### [Required work]
Please rewrite the lines below as a JSON list of strings, one string per line and blank lines omitted, starting at the line that contains "jacket in the photo above." and ending at the last line.

************

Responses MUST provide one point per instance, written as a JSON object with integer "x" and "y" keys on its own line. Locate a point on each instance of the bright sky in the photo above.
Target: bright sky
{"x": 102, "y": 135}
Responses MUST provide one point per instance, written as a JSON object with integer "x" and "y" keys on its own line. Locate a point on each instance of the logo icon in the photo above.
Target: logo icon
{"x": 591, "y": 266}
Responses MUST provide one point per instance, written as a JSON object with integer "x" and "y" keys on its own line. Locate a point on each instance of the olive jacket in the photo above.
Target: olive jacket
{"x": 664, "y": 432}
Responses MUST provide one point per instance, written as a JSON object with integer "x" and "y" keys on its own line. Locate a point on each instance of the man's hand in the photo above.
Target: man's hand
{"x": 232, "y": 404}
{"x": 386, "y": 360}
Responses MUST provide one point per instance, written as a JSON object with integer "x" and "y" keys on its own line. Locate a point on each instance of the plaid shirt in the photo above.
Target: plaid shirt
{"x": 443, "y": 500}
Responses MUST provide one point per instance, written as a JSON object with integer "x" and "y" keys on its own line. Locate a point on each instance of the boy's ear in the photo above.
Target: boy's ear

************

### [The response]
[
  "Responses MUST provide one point per instance, written as a JSON object with integer \"x\" and \"y\" keys on its own line. Locate a point on each instance of the olive jacket in the photo above.",
  "Target: olive jacket",
  "{\"x\": 664, \"y\": 432}",
  "Responses MUST provide one point per instance, written as a JSON object with integer \"x\" and \"y\" keys on its own line. Locate a point on each instance of the man's hand in the photo above.",
  "Target: man's hand",
  "{\"x\": 232, \"y\": 404}",
  "{\"x\": 386, \"y\": 360}",
  "Responses MUST provide one point per instance, written as a JSON object with integer \"x\" and \"y\" keys on its own line. Locate a point on each instance of the plaid shirt in the photo above.",
  "Target: plaid shirt",
  "{\"x\": 443, \"y\": 500}",
  "Responses MUST provide one point per instance, written as a JSON object with integer \"x\" and \"y\" keys on its own line. Locate a point on each instance of the boy's ear in the photo above.",
  "Target: boy's ear"
]